►

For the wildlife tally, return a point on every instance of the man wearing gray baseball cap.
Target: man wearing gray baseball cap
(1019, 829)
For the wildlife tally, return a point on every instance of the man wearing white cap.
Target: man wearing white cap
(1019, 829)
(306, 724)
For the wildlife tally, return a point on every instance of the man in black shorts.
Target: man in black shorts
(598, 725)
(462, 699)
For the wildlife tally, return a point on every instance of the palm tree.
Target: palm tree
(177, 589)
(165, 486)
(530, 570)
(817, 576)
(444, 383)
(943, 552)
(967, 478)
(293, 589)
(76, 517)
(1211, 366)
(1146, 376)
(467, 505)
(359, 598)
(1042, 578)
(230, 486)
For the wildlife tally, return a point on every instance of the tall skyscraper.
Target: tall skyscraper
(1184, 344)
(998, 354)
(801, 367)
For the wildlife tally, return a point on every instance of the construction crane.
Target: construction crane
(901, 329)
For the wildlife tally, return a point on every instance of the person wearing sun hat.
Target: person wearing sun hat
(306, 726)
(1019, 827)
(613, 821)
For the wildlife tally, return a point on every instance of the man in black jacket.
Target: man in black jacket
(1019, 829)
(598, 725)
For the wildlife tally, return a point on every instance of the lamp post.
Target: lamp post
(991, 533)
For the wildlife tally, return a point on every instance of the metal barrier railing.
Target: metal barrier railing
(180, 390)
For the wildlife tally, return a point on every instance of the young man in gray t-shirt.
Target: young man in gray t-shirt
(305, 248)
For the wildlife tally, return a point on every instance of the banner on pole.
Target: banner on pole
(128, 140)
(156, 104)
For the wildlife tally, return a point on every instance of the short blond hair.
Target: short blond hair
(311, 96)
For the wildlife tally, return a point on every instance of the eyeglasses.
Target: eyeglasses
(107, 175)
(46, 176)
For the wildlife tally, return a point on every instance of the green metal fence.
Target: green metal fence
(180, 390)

◄

◆ What is being asked ◆
Give back only the lines from the one containing "Target: short blond hair" through the final line of the entries above, exactly as written, both included.

◆ Exercise solution ◆
Target: short blond hair
(311, 96)
For the wildlife tally, return a point on every instance of the eyeglasses.
Target: eyeglasses
(107, 175)
(46, 176)
For the wildlife tally, return a point on every instance of the green metal fence.
Target: green metal fence
(180, 390)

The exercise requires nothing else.